### Problem requirements
Starting with the first line, transcribe the material exactly through to the last.

◆ ◆ ◆

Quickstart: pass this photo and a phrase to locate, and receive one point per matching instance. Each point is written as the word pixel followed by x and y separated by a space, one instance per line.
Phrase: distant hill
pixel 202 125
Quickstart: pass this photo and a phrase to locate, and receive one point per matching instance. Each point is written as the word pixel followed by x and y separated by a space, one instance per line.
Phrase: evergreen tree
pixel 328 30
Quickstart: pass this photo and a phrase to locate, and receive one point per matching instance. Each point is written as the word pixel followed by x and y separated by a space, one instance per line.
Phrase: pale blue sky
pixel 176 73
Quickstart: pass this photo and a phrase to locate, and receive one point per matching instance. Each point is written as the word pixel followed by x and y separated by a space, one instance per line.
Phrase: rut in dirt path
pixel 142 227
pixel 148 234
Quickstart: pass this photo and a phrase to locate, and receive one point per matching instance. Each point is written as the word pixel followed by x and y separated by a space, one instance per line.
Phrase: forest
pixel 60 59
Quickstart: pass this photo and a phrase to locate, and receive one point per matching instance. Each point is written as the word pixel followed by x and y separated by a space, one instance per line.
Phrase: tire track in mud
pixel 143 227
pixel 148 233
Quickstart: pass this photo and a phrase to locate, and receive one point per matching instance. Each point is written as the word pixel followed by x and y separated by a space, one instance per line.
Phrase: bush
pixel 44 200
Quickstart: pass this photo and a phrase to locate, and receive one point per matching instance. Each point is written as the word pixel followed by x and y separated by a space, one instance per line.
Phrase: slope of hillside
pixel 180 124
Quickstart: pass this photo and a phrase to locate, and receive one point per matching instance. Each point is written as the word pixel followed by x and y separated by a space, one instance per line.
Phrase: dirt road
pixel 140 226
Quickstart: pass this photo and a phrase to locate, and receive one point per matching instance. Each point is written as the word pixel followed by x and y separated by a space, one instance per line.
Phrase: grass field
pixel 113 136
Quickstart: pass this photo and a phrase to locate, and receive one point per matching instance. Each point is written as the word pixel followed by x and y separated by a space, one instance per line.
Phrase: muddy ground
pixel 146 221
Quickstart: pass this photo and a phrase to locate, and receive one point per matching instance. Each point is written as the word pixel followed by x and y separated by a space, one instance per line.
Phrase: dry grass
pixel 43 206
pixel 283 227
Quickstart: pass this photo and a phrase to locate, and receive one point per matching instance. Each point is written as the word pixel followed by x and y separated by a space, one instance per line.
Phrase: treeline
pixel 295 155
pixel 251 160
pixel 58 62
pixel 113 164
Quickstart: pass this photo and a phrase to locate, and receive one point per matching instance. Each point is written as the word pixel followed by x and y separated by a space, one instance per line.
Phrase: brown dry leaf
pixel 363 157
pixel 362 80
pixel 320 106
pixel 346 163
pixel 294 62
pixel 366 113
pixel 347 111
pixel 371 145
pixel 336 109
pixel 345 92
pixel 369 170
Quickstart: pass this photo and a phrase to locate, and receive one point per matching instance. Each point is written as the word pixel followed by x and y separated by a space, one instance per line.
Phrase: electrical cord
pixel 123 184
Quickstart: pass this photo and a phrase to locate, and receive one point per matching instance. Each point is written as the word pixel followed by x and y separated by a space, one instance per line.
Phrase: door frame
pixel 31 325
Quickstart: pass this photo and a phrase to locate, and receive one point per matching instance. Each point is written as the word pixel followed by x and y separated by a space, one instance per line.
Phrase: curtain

◆ ◆ ◆

### Solution
Quickstart: pass this photo and a phrase to locate, and receive one point per matching instance. Each point is written as the word pixel followed by x and y separated by a space, one instance per line.
Phrase: distant hill
pixel 202 125
Quickstart: pass this photo and a phrase to locate, and receive one point per matching instance. Each point is written as the word pixel followed by x and y separated by a space, one instance per line.
Phrase: evergreen tree
pixel 328 30
Quickstart: pass this photo and a phrase to locate, and receive one point per matching instance. Each point is written as the word pixel followed by x and y separated by a space, one instance per line.
Phrase: pale blue sky
pixel 176 73
Quickstart: pass this photo and a phrase to locate, and receive one point per matching instance. Each point is written as the word pixel followed by x and y separated by a space, one instance per line.
Phrase: rut in dirt path
pixel 142 227
pixel 148 234
Quickstart: pass this photo and a phrase to locate, and receive one point per matching instance. Each point is written as the word pixel followed by x and y separated by a space, one instance per line.
Phrase: forest
pixel 60 59
Quickstart: pass this photo and a phrase to locate, and receive one point per matching instance. Each point is written as the word pixel followed by x and y separated by a space, one instance per line.
Phrase: tire track in mud
pixel 143 227
pixel 148 233
Quickstart: pass this photo and a phrase to locate, and receive one point per matching instance. Each point is written as the word pixel followed by x and y separated by a space, one instance per line.
Phrase: bush
pixel 44 200
Quickstart: pass this photo and a phrase to locate, and receive one point per matching instance. Each point is written as the word pixel followed by x and y separated by a space, one instance per line.
Phrase: slope of hillside
pixel 180 124
Quickstart: pass this photo and a phrase to locate, and receive one point per matching instance. Each point is written as the word pixel followed by x and y separated by a space, one instance per line.
Phrase: dirt road
pixel 140 226
Quickstart: pass this photo and a phrase to locate, and receive one point per matching instance. Each point is written as the word pixel followed by x and y separated by a space, one instance per line.
Phrase: grass field
pixel 113 136
Quickstart: pass this photo and a phrase to locate, and receive one point per matching instance. Each point is written as the word pixel followed by x and y separated by a space, one instance per line.
Phrase: muddy ground
pixel 146 221
Quickstart: pass this photo and a phrase to locate, and receive one point per matching instance. Each point is written as the word pixel followed by x and y separated by a space, one instance per line.
Phrase: dry grass
pixel 43 206
pixel 283 227
Quickstart: pass this photo and a phrase to locate, and receive one point per matching instance. Each point is written as the word pixel followed by x and y separated by a space, one instance per line.
Phrase: treeline
pixel 295 155
pixel 251 160
pixel 58 62
pixel 113 164
Quickstart: pass this photo and a phrase to locate, and receive one point per matching instance. Each point is written as the word pixel followed by x and y separated by a space, one instance per line.
Phrase: brown dry leaf
pixel 363 157
pixel 362 80
pixel 320 106
pixel 346 163
pixel 294 62
pixel 366 113
pixel 347 111
pixel 371 145
pixel 336 109
pixel 345 92
pixel 369 170
Quickstart: pass this photo and a phrase to locate, and receive one point per matching instance. Each point is written as the word pixel followed by x and y separated by a space, one instance per line.
Phrase: electrical cord
pixel 123 184
Quickstart: pass this photo and a phrase to locate, and receive one point per matching instance. Each point is written as the word pixel followed by x and y separated by a space, one instance per line.
Phrase: door frame
pixel 31 325
Quickstart: pass this photo and a phrase to locate, and receive one point per matching instance. Each point is written as the word pixel followed by x and y separated by a space, one instance per line.
Phrase: curtain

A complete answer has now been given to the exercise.